DIRECTIVE.
Can you reproduce the stretch of data below from the line containing "Guideline: treat each distinct truck windshield" through the line containing "[225,125,370,146]", including both of those lines and leaving the guideline lines unchanged? Give only those lines, with every bounding-box coordinate multiplied by 2.1 and rounded to a whole number, halves rounded up.

(Records)
++++

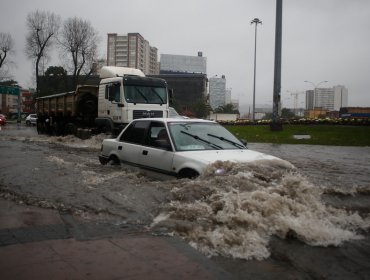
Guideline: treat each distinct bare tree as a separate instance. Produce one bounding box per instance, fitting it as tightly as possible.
[0,32,14,80]
[26,11,61,92]
[59,17,98,86]
[0,32,14,68]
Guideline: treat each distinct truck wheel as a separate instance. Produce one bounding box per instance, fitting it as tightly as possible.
[108,156,120,165]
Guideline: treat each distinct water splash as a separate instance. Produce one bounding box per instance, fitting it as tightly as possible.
[153,161,370,260]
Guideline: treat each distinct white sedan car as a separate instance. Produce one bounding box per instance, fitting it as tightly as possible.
[99,118,290,178]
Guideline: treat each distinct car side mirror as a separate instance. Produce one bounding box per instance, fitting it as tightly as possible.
[239,139,248,147]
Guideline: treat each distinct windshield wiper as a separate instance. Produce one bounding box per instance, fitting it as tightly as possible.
[207,133,245,149]
[135,87,149,103]
[180,130,223,150]
[150,88,164,104]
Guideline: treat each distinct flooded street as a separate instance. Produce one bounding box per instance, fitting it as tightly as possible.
[0,125,370,279]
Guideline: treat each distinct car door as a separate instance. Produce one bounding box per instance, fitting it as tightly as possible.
[138,121,175,175]
[117,121,150,165]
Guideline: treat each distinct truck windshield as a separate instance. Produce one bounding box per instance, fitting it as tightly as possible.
[124,85,167,104]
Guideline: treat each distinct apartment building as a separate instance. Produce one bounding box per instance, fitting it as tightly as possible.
[209,75,226,110]
[107,33,159,75]
[306,85,348,111]
[160,52,207,74]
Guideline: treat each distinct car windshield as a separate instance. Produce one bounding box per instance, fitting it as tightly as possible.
[168,122,245,151]
[124,85,167,104]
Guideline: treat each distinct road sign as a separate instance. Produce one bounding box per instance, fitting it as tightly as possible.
[0,86,20,95]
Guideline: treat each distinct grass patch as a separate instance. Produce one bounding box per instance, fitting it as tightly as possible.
[225,125,370,146]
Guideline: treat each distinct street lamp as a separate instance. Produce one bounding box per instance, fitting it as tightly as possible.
[304,81,328,108]
[251,18,262,122]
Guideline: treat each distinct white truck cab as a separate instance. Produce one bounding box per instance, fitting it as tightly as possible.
[95,66,171,133]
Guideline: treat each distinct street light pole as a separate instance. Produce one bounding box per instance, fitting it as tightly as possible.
[251,18,262,122]
[304,81,328,108]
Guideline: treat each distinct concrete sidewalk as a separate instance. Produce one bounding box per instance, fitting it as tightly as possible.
[0,199,231,279]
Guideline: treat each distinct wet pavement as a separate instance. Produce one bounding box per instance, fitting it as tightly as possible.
[0,199,231,279]
[0,125,370,280]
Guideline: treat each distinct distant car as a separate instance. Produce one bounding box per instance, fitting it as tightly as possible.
[0,114,6,125]
[26,114,37,125]
[99,118,292,178]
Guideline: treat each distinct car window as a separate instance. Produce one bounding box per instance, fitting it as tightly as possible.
[144,122,172,150]
[169,122,245,151]
[120,121,149,145]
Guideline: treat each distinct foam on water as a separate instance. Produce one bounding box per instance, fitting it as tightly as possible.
[153,161,370,260]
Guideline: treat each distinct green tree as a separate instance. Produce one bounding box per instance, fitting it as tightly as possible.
[59,17,99,88]
[215,103,239,114]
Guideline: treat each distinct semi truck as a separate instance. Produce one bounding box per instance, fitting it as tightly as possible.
[36,66,173,135]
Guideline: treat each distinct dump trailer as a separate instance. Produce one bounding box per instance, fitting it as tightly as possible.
[36,66,172,135]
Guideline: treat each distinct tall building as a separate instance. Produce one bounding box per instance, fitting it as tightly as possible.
[306,85,348,111]
[160,52,207,74]
[107,33,159,75]
[333,86,348,111]
[209,75,226,110]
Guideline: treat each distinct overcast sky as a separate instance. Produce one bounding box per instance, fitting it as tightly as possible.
[0,0,370,110]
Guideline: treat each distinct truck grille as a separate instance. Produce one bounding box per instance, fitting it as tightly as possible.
[132,110,163,120]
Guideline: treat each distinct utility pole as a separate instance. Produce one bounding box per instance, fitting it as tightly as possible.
[251,18,262,122]
[270,0,283,131]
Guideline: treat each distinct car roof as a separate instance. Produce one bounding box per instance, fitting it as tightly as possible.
[134,118,216,123]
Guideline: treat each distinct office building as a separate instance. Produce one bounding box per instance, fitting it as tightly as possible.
[107,33,159,75]
[306,85,348,111]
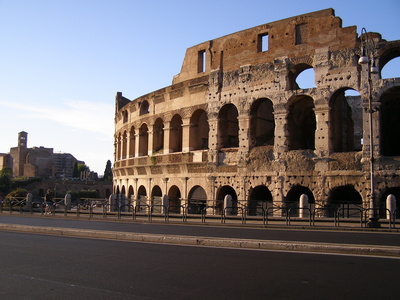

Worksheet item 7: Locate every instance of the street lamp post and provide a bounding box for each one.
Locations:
[358,28,380,228]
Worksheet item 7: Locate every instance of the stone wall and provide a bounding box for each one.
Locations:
[113,9,400,214]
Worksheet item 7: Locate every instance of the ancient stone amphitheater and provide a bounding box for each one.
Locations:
[113,9,400,219]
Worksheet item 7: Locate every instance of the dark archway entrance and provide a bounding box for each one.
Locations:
[215,185,238,215]
[326,184,362,218]
[168,185,181,214]
[248,185,272,216]
[188,185,207,214]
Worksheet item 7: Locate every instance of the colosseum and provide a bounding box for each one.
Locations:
[113,9,400,224]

++++

FINAL RESULT.
Guideline: treat each distinct truck windshield as a separate instance. Produce one bounding box per instance, fitting it as tightly as possible.
[260,179,351,218]
Guideline: treat each distinct apartment building as a separate instance. Produce one bounding box per instance, fitting it as tightly as possible.
[439,158,475,231]
[225,69,334,158]
[643,179,731,233]
[336,109,435,155]
Guideline: treat each distinct car windshield as a separate instance. Produce one bounding box per instance, fitting it as tightly as possible.
[353,256,515,317]
[260,179,351,218]
Guideline: treat each distinct road sign as a separate instance. Produce one bounding box per instance, fitting it as tightly as possible.
[0,181,42,200]
Guideline: treat each distinct grass patch as a separate instance. Produce one bounding box per instance, fitting it as tightly as possible.
[473,263,777,307]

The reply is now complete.